+++ The input

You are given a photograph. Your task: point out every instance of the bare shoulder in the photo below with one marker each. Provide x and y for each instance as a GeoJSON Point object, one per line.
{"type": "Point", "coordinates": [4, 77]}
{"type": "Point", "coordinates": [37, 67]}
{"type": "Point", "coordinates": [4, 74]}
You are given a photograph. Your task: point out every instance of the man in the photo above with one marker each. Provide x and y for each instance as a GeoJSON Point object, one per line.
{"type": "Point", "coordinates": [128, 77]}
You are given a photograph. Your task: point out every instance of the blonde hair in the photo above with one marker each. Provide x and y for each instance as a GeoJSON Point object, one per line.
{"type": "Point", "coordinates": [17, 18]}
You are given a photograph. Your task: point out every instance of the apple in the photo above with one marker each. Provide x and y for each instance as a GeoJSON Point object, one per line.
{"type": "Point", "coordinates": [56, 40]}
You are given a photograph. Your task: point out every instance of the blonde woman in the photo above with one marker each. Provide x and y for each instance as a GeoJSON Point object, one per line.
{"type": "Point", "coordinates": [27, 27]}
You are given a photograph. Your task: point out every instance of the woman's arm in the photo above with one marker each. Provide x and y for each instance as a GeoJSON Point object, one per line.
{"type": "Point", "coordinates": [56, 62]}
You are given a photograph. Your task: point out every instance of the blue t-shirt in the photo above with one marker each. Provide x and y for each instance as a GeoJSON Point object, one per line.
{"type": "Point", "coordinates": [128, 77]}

++++++
+++ The input

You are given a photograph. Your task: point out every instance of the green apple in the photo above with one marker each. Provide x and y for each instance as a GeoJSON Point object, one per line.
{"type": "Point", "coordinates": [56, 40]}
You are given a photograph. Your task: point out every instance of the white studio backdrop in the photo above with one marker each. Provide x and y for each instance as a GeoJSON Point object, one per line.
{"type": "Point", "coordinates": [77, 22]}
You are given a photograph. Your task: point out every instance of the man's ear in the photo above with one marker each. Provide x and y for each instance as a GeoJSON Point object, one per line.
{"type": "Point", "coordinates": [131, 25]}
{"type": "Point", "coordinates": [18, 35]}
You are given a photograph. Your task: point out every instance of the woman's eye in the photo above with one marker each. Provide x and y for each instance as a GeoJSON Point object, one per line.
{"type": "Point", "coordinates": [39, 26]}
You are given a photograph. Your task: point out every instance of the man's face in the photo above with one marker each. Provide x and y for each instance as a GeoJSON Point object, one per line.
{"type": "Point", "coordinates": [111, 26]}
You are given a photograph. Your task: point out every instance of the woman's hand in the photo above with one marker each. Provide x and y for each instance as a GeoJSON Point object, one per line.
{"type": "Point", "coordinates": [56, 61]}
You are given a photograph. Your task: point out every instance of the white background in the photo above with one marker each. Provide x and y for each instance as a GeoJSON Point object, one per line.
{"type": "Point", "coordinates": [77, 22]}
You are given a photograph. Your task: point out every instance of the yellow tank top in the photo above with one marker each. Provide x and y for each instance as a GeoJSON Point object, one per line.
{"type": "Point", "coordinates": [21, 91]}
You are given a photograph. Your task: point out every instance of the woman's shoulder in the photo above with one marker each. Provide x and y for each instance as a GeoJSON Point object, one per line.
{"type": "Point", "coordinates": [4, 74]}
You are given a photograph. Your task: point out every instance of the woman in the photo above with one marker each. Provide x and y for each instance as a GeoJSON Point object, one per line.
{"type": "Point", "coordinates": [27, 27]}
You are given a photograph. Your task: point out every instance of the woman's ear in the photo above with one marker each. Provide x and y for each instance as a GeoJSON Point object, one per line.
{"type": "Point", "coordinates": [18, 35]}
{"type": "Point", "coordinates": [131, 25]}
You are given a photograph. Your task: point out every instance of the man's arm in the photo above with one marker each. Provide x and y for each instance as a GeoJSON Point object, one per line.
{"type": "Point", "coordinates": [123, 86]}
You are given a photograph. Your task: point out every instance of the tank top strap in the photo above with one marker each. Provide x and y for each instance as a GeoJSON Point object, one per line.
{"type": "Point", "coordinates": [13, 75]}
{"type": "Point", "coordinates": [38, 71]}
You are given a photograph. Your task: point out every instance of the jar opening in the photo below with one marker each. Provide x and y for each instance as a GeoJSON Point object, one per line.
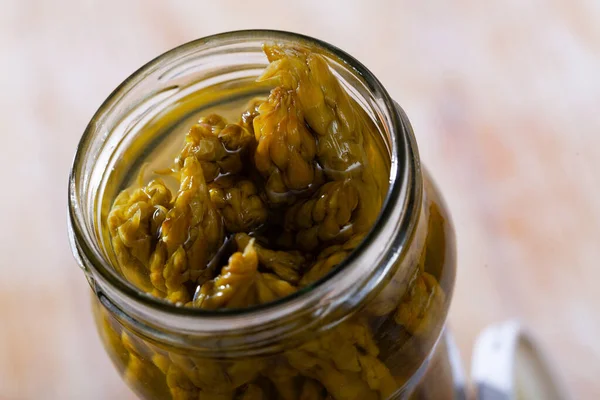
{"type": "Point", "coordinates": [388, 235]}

++++++

• Aim: Gather every line of the items above that contains the string "apple" and list them.

• Exercise output:
You are given a photograph. Your task: point out every instance of the apple in the photo above with one marker each. Provide x and y for each instance as a GeoJSON Point object, one per line.
You are given a photograph. Your task: point out every instance of the green apple in the photo above with one marker each. Provide x and y for each instance as a GeoJSON Point object, one per line.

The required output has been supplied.